> _WORK ITEM_
A copy is needed of each line in the records that has the word "chair".

┄┄┄┄┄┄

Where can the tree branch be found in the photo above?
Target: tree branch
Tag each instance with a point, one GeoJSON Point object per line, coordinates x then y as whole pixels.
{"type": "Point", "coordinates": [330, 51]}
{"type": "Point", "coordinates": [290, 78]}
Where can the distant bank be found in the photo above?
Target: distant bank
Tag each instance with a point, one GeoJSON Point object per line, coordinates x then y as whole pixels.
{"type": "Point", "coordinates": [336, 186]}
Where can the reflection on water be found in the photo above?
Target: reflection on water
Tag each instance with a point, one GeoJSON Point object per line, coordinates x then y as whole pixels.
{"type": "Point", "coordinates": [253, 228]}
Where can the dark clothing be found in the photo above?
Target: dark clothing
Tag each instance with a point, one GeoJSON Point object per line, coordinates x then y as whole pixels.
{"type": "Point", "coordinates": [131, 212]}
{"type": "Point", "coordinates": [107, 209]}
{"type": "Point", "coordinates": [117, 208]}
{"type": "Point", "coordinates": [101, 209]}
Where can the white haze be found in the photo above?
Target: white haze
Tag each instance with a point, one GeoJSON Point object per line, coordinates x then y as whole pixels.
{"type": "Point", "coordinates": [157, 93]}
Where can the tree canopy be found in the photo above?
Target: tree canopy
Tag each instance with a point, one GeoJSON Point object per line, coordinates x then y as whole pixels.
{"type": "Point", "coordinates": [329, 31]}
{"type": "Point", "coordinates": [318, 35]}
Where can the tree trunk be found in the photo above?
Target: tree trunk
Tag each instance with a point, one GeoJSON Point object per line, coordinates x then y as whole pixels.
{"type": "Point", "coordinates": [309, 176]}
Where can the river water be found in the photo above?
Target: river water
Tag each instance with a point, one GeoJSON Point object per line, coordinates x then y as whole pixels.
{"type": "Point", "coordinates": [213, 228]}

┄┄┄┄┄┄

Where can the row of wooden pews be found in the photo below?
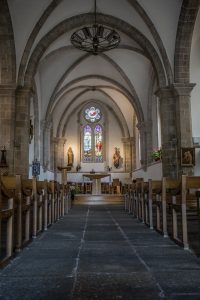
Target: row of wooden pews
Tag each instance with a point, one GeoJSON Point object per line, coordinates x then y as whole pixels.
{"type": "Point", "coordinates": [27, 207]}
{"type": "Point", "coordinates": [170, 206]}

┄┄┄┄┄┄

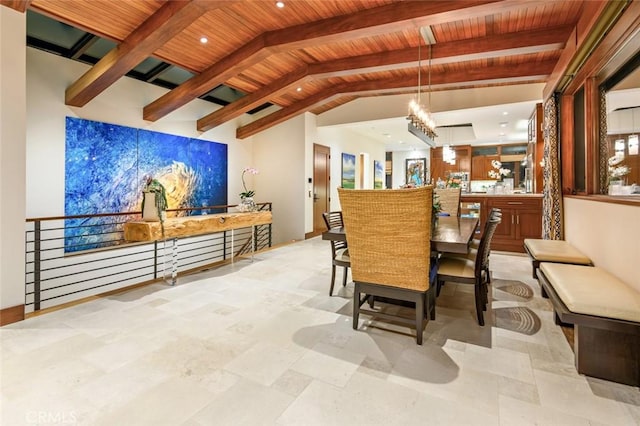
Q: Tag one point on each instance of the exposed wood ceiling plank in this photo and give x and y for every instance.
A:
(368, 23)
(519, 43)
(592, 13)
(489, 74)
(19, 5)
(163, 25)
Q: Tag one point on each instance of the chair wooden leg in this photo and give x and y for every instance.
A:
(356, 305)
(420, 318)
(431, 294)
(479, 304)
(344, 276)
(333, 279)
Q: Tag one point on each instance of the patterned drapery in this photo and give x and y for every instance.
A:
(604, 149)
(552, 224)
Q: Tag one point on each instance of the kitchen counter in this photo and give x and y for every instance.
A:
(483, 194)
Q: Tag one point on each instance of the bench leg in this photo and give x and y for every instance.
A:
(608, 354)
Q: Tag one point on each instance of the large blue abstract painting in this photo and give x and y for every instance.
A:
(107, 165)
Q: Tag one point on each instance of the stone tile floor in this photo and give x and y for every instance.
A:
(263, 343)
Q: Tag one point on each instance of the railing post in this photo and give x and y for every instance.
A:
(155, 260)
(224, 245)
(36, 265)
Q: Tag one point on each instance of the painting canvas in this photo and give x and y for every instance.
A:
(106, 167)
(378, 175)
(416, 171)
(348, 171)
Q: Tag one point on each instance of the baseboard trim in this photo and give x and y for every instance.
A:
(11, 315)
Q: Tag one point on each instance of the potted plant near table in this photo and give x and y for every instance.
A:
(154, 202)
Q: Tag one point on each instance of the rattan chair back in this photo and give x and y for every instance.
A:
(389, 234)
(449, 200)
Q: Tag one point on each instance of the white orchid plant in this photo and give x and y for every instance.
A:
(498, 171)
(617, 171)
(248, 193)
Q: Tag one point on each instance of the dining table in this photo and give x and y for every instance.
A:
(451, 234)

┄┄┄┄┄┄

> _ANSWER BOX_
Q: Tag one point on each instance of the chair wooden leg in this photo and give x and y for every instance.
Q: Tag one point on each instance of the rattan chair back in this photo and give x and y for every instance.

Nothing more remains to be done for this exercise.